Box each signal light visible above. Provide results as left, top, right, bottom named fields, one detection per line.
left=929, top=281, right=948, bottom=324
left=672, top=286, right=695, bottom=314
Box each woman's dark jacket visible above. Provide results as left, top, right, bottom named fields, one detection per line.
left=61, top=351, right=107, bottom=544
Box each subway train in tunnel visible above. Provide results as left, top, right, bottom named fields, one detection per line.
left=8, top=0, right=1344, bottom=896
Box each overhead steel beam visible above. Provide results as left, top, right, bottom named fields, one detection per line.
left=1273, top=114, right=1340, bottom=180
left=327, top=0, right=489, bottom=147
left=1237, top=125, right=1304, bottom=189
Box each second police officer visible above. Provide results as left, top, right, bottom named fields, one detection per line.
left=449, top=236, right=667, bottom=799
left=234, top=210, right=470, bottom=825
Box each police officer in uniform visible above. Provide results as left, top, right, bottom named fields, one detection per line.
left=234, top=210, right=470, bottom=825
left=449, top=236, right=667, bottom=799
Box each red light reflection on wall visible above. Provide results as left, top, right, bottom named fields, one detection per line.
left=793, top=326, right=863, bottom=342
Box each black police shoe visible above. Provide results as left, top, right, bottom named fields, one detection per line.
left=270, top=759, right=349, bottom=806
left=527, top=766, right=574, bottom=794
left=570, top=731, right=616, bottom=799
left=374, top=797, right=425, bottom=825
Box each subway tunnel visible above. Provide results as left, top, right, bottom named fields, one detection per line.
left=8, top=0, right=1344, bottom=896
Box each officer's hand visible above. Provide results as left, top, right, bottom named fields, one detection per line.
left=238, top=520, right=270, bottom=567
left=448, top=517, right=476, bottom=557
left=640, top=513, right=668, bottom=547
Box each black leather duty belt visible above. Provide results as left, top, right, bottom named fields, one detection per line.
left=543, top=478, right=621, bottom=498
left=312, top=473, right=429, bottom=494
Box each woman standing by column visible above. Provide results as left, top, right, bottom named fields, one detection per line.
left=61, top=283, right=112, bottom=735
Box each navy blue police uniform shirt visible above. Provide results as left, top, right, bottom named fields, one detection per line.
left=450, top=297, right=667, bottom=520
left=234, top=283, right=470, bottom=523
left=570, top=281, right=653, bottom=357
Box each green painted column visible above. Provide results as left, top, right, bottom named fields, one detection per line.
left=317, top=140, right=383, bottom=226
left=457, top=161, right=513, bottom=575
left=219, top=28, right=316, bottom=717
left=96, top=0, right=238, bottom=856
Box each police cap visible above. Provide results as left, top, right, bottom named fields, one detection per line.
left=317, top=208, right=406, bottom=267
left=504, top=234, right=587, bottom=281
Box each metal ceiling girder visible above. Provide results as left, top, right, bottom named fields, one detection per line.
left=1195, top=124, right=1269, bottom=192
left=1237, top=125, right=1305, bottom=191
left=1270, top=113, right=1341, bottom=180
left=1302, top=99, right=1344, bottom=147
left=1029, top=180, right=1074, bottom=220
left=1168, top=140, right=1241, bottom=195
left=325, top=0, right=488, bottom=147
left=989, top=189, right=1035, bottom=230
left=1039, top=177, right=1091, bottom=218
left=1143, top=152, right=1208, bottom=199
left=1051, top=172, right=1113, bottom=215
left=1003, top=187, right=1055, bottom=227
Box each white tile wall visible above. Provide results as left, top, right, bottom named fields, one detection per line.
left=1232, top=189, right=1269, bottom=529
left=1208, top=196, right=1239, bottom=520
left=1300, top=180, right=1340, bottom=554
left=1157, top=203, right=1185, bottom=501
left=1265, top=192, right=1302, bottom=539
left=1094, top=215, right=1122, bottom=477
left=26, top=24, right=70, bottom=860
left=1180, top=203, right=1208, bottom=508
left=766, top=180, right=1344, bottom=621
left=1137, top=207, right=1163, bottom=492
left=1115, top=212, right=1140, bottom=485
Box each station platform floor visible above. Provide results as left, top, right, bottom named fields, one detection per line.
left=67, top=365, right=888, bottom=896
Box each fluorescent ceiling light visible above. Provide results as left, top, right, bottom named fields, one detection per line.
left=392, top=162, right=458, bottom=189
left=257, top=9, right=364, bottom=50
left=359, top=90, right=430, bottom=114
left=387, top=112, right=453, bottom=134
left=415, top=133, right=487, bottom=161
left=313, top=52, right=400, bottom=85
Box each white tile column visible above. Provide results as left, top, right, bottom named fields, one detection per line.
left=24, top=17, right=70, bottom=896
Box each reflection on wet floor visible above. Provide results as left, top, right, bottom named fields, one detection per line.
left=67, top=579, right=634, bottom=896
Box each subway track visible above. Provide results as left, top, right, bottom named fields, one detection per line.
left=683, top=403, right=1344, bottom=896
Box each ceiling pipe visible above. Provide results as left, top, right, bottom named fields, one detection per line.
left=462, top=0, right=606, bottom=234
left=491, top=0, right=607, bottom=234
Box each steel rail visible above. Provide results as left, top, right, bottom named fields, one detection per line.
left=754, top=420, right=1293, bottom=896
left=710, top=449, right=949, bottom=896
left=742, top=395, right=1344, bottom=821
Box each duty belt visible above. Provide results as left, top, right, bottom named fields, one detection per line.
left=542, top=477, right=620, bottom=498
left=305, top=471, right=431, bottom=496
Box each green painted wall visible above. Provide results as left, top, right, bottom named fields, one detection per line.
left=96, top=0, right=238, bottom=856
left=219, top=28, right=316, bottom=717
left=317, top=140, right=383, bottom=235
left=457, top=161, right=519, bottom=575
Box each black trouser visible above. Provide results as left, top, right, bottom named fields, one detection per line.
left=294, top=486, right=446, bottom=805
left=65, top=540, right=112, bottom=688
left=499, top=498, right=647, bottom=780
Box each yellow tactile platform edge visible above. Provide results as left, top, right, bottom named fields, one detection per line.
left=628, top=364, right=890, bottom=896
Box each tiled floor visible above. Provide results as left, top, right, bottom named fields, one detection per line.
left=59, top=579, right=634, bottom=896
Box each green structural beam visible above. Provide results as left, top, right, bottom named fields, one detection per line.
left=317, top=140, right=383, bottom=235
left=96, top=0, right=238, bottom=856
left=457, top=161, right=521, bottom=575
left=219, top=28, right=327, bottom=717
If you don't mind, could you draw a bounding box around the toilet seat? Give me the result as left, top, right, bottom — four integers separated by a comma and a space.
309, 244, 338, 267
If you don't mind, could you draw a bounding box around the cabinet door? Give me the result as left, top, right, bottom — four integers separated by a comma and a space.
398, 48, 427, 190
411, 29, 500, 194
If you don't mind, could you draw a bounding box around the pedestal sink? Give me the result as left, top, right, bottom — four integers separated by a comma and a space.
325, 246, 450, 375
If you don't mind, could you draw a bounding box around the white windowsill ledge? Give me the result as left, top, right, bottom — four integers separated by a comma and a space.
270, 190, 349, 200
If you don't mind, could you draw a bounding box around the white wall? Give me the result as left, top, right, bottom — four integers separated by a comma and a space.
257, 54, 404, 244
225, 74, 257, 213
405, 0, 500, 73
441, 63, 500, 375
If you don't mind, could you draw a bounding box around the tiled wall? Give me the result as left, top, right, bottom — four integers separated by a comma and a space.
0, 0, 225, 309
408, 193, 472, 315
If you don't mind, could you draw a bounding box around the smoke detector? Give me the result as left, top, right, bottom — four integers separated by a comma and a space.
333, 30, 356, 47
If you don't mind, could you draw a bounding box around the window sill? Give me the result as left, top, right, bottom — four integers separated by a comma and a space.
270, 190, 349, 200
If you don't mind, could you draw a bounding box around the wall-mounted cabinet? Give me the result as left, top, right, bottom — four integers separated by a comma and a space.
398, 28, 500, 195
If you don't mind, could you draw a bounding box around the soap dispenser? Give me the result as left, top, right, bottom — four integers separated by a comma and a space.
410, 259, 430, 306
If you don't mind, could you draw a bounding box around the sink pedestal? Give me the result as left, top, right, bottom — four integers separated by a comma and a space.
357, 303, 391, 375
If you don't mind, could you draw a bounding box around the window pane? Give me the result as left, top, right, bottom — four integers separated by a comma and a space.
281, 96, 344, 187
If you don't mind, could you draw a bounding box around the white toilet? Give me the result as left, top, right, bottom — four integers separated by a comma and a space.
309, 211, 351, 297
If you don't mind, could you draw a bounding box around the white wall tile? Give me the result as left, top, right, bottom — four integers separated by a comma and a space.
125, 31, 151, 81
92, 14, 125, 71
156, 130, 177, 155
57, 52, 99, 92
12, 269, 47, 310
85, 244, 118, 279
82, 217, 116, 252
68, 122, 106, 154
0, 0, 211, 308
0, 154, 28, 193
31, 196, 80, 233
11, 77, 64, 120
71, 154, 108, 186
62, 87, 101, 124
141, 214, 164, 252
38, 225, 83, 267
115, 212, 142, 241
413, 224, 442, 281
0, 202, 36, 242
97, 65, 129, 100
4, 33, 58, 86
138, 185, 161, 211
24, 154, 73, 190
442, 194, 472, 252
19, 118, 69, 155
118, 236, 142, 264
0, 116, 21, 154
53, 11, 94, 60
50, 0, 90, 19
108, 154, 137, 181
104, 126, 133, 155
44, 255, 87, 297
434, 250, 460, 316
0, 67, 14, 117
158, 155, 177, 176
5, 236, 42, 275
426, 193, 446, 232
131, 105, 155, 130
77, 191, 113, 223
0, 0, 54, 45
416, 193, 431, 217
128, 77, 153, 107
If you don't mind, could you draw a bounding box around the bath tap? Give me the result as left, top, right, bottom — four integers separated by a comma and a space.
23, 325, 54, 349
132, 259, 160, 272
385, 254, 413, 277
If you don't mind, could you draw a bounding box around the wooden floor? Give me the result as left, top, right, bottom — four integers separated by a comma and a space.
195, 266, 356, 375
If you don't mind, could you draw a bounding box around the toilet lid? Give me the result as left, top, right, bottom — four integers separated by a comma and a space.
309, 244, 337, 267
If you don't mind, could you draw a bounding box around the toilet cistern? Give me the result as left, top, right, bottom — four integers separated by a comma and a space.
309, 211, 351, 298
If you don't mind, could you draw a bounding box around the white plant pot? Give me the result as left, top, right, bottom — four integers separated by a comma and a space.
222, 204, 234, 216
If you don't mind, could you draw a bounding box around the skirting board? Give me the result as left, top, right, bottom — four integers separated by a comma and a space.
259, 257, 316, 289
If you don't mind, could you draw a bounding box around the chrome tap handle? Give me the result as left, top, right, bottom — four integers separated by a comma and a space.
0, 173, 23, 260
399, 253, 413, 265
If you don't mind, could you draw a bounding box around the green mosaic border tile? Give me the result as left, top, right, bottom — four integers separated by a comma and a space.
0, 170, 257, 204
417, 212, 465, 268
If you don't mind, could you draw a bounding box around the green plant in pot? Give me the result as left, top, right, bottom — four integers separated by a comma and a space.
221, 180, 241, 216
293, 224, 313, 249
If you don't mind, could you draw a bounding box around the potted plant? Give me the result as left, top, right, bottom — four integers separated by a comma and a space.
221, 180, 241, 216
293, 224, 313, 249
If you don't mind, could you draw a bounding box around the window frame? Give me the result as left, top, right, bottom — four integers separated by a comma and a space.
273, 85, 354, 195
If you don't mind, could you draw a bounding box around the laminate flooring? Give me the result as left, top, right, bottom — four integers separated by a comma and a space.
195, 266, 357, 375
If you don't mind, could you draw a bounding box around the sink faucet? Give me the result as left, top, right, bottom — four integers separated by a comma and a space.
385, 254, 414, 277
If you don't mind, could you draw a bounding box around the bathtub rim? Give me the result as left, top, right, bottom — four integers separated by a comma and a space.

□ □ □ □

> Exercise directions
Rescale the lines from the start of the items through the line with "left=672, top=286, right=695, bottom=314", both ends included. Write out only those lines, requests too, and multiply every box coordinate in the answers by 2.15, rounding to whole numbers with halves rounded up.

> Expected answer
Box each signal light visible above. Provide results as left, top, right, bottom named fields, one detection per line.
left=1997, top=604, right=2038, bottom=697
left=1445, top=615, right=1494, bottom=675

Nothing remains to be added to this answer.